Extracted entries:
- Opening Delimiter -

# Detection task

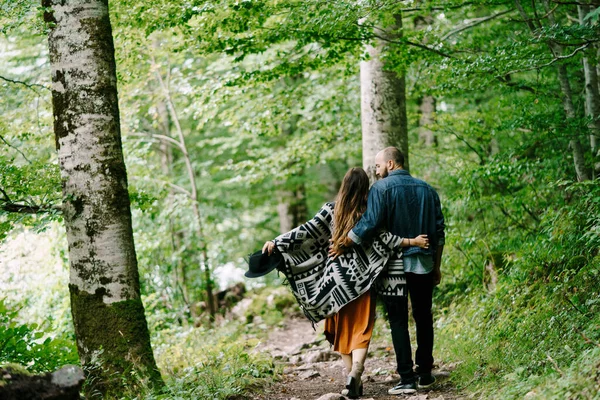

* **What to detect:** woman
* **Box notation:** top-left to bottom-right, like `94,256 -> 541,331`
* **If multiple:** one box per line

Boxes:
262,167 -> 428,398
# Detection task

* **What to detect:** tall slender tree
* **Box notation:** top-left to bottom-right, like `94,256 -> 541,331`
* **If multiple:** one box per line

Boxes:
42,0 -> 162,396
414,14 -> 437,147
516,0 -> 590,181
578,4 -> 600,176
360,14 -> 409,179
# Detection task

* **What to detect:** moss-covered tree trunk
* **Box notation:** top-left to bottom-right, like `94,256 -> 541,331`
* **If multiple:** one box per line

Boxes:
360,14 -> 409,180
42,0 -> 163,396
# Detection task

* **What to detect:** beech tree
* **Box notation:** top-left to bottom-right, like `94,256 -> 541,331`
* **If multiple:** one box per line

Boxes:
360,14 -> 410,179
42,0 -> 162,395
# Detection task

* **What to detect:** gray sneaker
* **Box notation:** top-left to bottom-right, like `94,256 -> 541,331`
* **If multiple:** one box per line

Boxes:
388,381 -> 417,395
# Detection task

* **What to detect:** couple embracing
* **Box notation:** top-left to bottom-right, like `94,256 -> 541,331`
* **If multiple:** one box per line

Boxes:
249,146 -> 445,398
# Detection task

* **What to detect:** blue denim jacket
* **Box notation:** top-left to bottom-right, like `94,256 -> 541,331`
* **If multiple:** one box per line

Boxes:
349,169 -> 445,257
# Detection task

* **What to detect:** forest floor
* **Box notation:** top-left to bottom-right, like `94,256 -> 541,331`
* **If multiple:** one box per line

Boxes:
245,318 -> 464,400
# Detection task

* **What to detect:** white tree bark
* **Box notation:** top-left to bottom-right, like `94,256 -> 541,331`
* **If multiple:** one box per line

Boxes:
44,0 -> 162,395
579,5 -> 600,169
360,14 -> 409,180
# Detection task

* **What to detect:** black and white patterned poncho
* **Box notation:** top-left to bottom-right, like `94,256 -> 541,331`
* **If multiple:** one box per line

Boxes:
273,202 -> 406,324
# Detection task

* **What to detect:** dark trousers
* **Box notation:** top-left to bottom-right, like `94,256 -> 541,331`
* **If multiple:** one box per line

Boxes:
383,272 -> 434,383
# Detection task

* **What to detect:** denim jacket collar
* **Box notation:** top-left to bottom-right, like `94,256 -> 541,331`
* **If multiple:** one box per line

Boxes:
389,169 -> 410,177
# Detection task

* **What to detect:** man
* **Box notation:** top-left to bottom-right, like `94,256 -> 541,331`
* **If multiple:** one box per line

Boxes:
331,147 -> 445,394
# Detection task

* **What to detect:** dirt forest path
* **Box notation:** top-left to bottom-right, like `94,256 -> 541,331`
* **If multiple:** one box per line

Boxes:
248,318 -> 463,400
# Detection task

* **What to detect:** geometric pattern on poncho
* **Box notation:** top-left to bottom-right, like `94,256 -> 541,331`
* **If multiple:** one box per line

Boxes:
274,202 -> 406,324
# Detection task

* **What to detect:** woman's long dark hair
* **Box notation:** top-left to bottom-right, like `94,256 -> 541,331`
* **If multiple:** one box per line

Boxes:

- Closing Delimiter -

Exercise description: Where a picture appears, omit it, and otherwise retype the material exactly.

Exercise output:
# Detection task


* **What to detect:** woman
* **Box notation:** top-left to bottom-right, like `94,256 -> 541,331`
* **If multiple:** one box per line

Boxes:
262,167 -> 428,398
# Detection task

* **What to detect:** tall slender tree
* **Box notation:** top-left to bottom-right, like `94,256 -> 541,331`
* **If multiple:** one box per line

Boxes:
42,0 -> 162,396
414,14 -> 437,147
516,0 -> 590,181
578,4 -> 600,176
360,14 -> 409,179
# Detection task

* **What to detect:** moss-covered tree trunk
* **Box notation:** top-left to bottom-right, like `94,256 -> 541,331`
* **If multiple:** one box per line

Boxes:
360,14 -> 409,180
42,0 -> 163,396
# Detection task

* **What to detect:** beech tree
* **Box notation:** top-left to bottom-right, like `94,256 -> 541,331`
* **If multiple:** one box per line

Boxes:
360,14 -> 410,179
42,0 -> 162,395
# Detection task

* **What to detect:** gray sneaker
* **Box notation:** top-left to bottom-right, like `94,256 -> 541,331`
* **If multiple:** one box per line

Boxes:
388,381 -> 417,395
# Detection task

* **What to detect:** couple embracing
* **Box notation:** top-left to bottom-right, like `94,256 -> 541,331`
* **If multiple:** one box per line

Boxes:
249,146 -> 445,398
# Detection task

* **What to detect:** blue denim jacket
* **Box notation:** top-left to bottom-right, like `94,256 -> 541,331`
* **If multiple:** one box per line

Boxes:
349,169 -> 445,257
# Detection task

* **What to detect:** forest floor
* **Box notation:** top-left to bottom-right, like `94,256 -> 541,331`
* **If multiple:** one box per line

Boxes:
245,318 -> 464,400
# Detection task

* **What to detect:** white tree bark
* **Box notation:** top-left to bottom-right, like `94,256 -> 541,331`
* **If multiple:** one box per line

Boxes:
44,0 -> 162,395
579,5 -> 600,169
360,14 -> 409,180
# Detection task

* **What to detect:** black and white patterned poncho
* **Box notation:** top-left to bottom-right, like `94,256 -> 541,331`
* **If multiple:** one box per line

Boxes:
273,202 -> 406,324
# Detection task

* **What to detect:** dark trousers
* **Box notation:** top-left to bottom-right, like `94,256 -> 541,331`
* **If multiple:** one box per line

Boxes:
383,272 -> 434,383
# Detection task

* **What to detect:** denim jacket collar
* **Box notation:** top-left to bottom-right, like `94,256 -> 541,331`
* **If multiple:** one box per line

Boxes:
389,169 -> 410,177
# Detection task

* **What to detect:** man
* **Box notation:** top-left to bottom-right, like `94,256 -> 541,331`
* **If multiple:** one box per line

Boxes:
331,147 -> 445,394
# Detection task

* **What to detect:** dirt forest path
* **Box notation:** top-left to bottom-right, like `94,256 -> 541,331`
* **If multiple:** one box per line

Boxes:
248,318 -> 463,400
# Detection task

* **What to detect:** geometric pattern on poncho
* **Box notation:** top-left to bottom-right, like `94,256 -> 541,331`
* **If multiple:** one box per line

Boxes:
274,202 -> 406,324
# Detection task

* **What to detect:** woman's long dark hair
* **Box notation:** top-left to bottom-right, like `94,256 -> 541,331`
* **If multiple:** one box per line

Boxes:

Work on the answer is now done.